Swap "photograph" for "image" in the rows, starting with the line that contains "Project brief: we need tight boxes for every harbour promenade" and going on through the line that contains "xmin=0 ymin=109 xmax=449 ymax=223". Return only those lines, with everything else left unchanged.

- **Data entries**
# # # # #

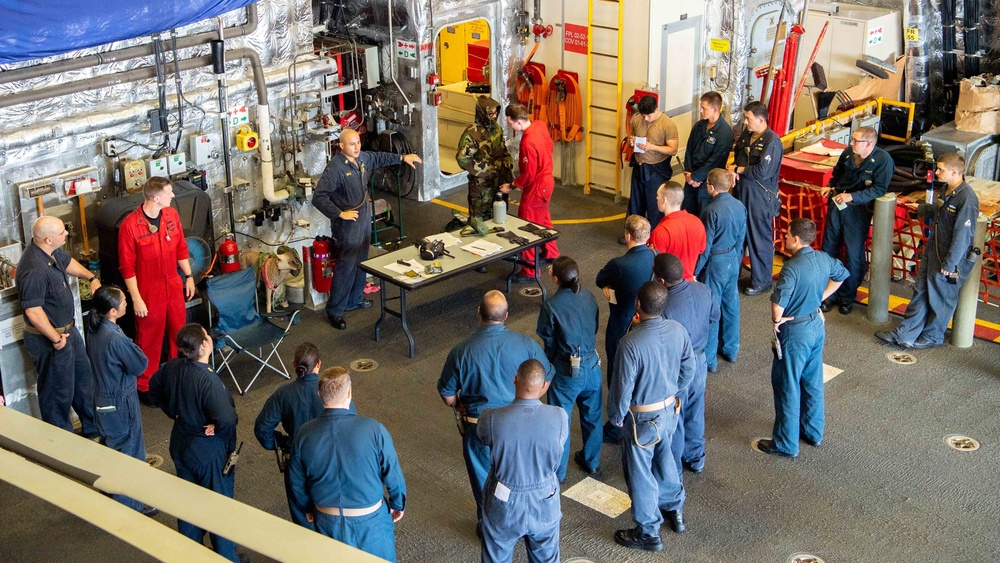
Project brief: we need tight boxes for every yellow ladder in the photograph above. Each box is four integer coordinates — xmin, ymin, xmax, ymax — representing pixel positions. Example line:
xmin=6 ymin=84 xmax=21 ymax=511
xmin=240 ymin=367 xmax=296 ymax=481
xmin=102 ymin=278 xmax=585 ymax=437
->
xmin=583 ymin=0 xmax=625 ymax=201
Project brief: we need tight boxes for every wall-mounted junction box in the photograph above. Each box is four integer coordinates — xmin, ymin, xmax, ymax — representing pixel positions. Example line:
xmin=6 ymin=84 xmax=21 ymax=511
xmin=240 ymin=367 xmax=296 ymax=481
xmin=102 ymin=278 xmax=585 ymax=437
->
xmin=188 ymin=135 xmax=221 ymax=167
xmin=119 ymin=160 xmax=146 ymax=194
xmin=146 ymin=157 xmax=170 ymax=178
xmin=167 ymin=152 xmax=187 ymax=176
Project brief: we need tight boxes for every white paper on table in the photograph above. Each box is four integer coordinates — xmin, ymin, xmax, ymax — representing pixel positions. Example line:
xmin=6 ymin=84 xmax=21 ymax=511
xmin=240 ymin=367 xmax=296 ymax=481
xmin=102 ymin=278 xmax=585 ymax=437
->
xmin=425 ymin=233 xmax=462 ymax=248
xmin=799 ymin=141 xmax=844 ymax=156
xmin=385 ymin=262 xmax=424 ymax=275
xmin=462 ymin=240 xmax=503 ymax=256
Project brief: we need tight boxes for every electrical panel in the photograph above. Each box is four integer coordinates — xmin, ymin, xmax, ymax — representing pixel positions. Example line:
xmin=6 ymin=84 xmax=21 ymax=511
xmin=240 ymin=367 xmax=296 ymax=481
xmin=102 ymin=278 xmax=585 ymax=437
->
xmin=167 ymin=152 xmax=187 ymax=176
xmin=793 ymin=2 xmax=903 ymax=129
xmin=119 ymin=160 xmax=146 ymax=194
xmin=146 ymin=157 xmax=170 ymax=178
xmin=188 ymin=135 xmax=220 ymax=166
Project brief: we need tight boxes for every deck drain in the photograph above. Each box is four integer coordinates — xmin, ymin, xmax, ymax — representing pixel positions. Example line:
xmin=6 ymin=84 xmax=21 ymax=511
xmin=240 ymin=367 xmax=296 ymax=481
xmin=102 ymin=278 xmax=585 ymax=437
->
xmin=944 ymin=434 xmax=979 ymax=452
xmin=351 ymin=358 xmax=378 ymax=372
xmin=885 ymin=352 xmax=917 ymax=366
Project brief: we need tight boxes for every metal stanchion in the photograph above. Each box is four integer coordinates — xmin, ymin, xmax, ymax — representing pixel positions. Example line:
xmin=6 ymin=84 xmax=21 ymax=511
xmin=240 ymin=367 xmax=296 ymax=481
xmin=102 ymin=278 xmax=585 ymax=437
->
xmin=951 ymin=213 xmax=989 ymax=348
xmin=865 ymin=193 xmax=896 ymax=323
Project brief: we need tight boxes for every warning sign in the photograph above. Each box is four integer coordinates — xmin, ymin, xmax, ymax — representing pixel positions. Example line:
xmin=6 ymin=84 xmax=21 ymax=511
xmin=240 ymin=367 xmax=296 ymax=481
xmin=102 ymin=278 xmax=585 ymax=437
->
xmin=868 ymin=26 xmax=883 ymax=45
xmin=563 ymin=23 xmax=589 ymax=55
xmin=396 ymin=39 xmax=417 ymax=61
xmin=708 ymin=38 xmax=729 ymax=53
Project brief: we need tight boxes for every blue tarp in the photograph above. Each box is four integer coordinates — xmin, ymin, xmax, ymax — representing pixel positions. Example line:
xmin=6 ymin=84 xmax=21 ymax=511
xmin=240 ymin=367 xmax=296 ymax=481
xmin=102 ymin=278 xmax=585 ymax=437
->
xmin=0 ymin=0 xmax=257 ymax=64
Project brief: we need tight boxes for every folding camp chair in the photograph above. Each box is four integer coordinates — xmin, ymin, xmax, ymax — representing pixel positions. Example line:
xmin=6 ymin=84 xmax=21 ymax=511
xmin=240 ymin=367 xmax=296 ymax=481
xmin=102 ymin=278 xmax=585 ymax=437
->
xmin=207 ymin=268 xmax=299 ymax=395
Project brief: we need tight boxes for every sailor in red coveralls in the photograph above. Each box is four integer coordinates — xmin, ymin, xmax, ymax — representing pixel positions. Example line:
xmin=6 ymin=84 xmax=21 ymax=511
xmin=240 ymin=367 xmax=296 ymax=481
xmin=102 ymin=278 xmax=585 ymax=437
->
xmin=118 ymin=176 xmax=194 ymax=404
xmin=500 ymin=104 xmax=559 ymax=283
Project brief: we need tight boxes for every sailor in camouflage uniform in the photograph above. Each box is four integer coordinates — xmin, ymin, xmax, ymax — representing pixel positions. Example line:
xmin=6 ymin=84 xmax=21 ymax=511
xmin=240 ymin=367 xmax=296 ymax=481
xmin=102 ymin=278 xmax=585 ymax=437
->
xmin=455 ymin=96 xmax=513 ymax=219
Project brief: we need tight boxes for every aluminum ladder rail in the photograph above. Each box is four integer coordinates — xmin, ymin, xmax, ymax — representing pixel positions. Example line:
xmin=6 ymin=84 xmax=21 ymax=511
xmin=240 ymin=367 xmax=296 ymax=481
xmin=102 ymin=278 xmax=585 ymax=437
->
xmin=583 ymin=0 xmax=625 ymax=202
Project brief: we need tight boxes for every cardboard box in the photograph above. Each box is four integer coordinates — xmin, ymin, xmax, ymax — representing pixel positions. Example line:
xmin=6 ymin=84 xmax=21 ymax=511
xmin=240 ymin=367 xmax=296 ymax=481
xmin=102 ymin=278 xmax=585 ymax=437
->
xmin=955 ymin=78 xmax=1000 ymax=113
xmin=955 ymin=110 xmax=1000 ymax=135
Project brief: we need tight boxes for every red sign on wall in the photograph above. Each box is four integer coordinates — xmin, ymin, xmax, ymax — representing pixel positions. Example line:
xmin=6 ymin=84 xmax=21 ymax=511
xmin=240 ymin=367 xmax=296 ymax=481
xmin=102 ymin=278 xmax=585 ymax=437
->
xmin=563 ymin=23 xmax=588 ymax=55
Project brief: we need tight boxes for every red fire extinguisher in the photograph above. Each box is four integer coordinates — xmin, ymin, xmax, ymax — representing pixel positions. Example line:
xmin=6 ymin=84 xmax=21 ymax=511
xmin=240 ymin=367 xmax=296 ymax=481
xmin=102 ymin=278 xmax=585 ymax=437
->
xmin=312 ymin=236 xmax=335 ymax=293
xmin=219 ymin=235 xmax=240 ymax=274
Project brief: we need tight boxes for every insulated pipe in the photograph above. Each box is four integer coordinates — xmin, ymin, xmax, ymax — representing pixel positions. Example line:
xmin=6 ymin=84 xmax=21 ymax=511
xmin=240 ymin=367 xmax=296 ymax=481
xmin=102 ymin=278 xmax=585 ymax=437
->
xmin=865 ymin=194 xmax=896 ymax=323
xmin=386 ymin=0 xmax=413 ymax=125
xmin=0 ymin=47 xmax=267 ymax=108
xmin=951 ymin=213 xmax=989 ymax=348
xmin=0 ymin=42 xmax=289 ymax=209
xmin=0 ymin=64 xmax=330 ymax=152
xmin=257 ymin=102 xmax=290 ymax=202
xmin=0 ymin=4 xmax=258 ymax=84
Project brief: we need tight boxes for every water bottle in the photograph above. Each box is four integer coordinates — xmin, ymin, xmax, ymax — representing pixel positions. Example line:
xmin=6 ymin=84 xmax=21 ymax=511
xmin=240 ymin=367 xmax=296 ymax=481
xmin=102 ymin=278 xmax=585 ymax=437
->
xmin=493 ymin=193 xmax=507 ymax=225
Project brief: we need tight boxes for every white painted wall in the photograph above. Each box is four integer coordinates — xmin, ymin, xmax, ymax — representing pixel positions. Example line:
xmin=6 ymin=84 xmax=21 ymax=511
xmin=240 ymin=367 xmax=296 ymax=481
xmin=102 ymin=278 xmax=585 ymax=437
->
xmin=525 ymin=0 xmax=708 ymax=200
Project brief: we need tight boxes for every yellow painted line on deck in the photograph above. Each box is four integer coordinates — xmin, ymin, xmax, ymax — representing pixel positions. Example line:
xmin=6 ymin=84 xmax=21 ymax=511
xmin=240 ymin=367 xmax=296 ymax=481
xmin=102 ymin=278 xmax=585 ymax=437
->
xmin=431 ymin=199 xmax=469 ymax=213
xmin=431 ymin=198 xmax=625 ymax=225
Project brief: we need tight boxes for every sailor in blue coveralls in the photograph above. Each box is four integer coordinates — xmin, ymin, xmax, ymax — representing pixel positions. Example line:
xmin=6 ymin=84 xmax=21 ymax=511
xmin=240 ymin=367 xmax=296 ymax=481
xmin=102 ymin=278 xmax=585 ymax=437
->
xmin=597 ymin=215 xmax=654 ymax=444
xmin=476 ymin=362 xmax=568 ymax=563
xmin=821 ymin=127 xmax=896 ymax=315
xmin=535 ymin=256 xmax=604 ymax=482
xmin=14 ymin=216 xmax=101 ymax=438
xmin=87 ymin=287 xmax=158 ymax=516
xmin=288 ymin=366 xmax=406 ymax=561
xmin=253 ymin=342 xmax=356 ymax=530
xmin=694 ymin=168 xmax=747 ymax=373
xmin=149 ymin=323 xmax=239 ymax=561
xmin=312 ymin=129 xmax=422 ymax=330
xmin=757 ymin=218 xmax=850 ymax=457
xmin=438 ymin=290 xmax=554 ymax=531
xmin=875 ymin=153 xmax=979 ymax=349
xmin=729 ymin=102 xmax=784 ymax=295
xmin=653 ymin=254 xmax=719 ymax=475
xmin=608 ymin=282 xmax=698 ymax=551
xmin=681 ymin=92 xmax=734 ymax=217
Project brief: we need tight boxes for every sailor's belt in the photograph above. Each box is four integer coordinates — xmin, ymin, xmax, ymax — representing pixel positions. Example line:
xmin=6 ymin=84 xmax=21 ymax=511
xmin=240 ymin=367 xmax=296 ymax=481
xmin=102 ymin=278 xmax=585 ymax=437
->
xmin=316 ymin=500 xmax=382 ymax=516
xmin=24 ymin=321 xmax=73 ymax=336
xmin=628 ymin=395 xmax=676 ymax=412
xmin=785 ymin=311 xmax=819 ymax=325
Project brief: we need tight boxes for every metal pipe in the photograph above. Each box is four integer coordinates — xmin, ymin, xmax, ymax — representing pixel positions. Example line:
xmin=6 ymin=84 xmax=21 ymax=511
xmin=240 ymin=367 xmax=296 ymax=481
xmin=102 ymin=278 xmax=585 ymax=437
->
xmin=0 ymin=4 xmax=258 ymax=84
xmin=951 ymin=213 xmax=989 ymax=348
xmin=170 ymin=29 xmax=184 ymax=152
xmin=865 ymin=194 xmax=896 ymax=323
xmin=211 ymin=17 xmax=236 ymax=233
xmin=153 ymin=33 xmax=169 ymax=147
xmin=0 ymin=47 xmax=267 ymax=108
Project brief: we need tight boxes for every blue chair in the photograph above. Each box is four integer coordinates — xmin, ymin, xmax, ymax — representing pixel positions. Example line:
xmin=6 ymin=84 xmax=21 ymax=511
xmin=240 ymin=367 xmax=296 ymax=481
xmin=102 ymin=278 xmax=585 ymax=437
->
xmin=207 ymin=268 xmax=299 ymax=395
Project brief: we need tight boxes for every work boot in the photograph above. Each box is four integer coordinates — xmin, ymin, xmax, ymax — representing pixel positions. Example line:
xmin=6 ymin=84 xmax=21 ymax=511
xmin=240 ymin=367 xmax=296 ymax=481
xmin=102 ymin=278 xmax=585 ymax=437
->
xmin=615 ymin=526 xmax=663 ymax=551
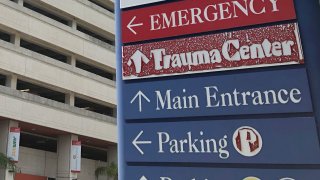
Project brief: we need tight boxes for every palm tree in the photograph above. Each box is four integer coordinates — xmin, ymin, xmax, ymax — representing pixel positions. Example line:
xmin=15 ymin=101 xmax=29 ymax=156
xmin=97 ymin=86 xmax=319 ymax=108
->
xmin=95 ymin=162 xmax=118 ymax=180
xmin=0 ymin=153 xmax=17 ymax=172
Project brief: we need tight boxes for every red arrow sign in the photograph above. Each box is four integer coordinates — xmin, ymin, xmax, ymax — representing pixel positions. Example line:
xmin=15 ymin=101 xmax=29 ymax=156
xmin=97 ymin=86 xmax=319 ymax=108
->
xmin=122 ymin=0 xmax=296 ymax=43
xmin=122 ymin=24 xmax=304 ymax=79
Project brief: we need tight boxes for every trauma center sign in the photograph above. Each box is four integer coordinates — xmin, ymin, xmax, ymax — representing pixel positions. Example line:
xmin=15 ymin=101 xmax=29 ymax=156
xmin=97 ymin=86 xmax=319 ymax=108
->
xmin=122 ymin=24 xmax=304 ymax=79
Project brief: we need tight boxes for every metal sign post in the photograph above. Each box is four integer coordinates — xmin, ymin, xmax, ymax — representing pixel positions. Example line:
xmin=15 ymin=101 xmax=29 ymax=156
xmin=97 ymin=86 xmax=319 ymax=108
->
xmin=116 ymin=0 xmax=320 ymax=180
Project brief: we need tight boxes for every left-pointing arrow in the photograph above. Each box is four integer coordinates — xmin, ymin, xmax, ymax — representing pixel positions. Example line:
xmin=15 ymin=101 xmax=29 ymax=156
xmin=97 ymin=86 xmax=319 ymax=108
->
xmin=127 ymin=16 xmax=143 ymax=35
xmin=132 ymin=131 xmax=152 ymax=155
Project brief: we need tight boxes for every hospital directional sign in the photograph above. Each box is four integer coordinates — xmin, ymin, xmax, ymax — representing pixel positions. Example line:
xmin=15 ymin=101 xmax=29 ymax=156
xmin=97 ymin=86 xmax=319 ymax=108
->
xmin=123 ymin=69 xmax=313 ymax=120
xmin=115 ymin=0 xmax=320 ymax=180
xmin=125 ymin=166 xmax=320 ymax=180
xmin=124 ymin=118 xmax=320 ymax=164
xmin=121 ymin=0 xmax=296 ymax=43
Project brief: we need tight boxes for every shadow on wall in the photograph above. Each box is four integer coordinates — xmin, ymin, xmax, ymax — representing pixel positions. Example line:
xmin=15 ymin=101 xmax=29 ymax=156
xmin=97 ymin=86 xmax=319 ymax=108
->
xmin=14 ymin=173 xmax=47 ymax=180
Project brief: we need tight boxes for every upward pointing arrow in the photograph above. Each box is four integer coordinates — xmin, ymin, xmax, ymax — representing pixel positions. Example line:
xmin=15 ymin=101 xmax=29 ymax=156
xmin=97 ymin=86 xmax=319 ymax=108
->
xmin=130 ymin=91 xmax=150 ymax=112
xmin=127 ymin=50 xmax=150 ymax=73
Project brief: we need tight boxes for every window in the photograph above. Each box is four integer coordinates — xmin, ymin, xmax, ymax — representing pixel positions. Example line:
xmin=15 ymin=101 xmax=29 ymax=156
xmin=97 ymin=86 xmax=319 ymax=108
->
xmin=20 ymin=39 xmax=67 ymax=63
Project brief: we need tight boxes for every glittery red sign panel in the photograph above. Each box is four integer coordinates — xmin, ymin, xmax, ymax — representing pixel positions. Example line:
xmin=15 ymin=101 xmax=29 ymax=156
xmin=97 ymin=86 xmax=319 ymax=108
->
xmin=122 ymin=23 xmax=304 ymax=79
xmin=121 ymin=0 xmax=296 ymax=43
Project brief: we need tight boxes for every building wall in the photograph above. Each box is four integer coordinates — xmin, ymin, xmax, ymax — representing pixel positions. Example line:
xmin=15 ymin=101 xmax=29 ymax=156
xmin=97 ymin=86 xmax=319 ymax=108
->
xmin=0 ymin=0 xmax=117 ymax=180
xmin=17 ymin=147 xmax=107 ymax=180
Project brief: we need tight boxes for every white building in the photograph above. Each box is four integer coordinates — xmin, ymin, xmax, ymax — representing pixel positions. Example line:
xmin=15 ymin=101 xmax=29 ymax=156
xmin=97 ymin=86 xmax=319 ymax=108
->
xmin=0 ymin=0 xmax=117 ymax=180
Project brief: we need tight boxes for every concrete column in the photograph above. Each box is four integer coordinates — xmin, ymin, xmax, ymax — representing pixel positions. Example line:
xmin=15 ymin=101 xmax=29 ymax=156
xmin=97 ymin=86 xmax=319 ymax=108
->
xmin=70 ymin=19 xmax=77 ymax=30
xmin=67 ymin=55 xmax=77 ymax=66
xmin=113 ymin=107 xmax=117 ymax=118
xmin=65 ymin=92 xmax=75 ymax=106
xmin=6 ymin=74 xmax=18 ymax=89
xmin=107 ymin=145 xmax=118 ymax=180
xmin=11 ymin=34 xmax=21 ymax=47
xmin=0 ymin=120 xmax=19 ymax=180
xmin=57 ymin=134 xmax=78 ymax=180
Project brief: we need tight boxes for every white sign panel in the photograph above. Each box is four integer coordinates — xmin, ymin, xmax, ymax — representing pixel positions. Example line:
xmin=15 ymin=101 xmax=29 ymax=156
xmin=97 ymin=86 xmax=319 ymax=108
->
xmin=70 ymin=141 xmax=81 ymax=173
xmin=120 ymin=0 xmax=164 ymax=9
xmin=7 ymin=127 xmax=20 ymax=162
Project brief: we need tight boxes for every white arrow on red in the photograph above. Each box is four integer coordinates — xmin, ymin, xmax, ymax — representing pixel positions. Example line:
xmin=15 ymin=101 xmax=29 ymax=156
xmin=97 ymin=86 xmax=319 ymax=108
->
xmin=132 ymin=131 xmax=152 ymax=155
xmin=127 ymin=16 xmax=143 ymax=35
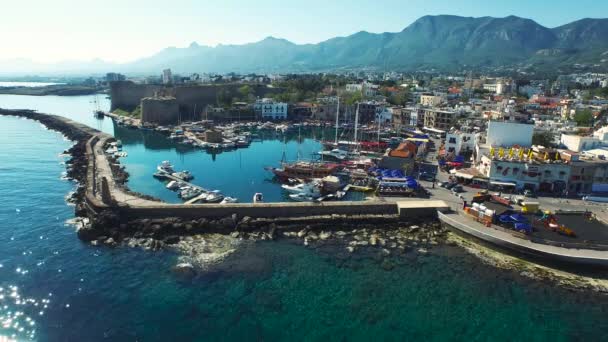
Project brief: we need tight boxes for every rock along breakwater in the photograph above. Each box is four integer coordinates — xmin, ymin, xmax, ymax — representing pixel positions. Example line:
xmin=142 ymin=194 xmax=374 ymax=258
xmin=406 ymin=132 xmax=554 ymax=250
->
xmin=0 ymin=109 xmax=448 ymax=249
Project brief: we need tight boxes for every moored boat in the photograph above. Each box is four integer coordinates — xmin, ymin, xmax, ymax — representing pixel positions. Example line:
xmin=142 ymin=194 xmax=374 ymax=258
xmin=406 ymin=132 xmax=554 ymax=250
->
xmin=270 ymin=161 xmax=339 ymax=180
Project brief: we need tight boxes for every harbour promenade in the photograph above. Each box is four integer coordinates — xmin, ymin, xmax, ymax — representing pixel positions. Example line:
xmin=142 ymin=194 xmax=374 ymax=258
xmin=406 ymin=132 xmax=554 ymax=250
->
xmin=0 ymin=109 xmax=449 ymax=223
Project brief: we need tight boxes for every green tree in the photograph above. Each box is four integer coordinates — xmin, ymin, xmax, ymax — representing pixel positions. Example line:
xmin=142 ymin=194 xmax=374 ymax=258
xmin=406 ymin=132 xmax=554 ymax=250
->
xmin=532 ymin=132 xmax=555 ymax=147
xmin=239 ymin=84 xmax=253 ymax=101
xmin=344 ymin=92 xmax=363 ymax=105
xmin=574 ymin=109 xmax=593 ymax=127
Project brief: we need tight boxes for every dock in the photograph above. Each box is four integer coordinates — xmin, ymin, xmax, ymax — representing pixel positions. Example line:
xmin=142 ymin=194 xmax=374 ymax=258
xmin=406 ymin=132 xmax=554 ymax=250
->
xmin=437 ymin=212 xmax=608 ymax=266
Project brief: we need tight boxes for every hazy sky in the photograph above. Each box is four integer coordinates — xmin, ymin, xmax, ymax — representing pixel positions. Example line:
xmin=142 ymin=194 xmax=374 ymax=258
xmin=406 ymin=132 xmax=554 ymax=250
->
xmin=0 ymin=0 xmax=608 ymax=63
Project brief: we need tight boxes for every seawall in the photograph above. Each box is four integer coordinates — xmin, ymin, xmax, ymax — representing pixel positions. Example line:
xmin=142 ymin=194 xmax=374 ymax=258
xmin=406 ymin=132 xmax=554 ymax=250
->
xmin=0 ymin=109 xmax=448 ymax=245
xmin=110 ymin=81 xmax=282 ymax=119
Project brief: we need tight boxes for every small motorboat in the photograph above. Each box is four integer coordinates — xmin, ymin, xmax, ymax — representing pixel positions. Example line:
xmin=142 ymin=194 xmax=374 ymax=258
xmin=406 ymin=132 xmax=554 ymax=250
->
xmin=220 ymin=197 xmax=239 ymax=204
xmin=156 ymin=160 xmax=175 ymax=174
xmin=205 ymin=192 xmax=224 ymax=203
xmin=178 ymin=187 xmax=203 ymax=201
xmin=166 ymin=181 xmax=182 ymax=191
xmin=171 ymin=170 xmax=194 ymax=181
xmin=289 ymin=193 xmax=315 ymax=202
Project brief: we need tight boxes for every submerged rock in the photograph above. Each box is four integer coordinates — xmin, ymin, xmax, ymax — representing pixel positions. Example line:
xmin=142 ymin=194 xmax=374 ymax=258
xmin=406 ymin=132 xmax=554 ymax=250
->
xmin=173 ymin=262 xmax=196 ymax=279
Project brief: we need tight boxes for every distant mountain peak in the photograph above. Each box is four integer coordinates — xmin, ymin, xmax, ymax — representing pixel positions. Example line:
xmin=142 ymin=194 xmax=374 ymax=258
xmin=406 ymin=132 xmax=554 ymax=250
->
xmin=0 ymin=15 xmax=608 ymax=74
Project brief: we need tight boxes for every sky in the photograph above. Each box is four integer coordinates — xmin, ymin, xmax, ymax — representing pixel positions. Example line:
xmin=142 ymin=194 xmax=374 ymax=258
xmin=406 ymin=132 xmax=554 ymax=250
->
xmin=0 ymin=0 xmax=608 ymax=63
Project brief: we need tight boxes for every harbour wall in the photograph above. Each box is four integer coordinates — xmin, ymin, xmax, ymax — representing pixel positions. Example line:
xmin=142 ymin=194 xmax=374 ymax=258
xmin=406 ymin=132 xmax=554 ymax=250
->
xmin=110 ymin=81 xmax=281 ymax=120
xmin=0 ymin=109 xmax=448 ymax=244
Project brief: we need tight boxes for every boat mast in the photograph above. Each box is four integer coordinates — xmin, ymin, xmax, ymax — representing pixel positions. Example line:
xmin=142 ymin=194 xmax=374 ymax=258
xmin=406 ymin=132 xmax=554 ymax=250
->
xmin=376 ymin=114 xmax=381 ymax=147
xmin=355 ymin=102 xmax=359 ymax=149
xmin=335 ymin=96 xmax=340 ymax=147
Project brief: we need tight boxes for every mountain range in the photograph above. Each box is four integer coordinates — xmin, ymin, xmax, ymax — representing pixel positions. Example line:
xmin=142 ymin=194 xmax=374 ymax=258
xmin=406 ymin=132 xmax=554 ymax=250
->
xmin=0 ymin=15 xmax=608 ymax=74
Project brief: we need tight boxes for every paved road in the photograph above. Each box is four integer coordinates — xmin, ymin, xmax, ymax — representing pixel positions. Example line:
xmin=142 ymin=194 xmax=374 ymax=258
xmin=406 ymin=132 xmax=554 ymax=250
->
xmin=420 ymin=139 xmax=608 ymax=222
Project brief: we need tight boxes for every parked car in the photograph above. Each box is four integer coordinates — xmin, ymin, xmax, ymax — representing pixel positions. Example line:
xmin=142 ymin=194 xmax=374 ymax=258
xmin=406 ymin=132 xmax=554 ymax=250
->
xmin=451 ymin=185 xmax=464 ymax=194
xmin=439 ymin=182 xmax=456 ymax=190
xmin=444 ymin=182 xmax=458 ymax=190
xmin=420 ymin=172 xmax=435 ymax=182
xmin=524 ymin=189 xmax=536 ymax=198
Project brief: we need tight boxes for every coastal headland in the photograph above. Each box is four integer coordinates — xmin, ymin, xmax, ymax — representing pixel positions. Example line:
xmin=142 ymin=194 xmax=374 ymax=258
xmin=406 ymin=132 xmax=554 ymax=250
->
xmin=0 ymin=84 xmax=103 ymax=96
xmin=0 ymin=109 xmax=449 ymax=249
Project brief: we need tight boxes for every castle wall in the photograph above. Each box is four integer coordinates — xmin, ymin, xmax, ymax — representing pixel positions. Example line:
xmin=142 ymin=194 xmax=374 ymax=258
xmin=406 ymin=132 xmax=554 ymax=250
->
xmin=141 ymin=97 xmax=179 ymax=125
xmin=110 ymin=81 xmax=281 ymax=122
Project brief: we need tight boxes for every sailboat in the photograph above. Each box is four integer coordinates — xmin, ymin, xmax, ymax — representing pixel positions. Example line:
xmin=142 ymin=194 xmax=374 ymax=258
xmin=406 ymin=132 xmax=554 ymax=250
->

# # # # #

- **Reply**
Project brief: we need tight boxes for every harbour promenade in the image above. Each box is four integer coordinates — xmin, ymin, xmax, ymax — representing pixel positions. Example line:
xmin=142 ymin=194 xmax=374 ymax=258
xmin=406 ymin=132 xmax=554 ymax=250
->
xmin=0 ymin=109 xmax=449 ymax=223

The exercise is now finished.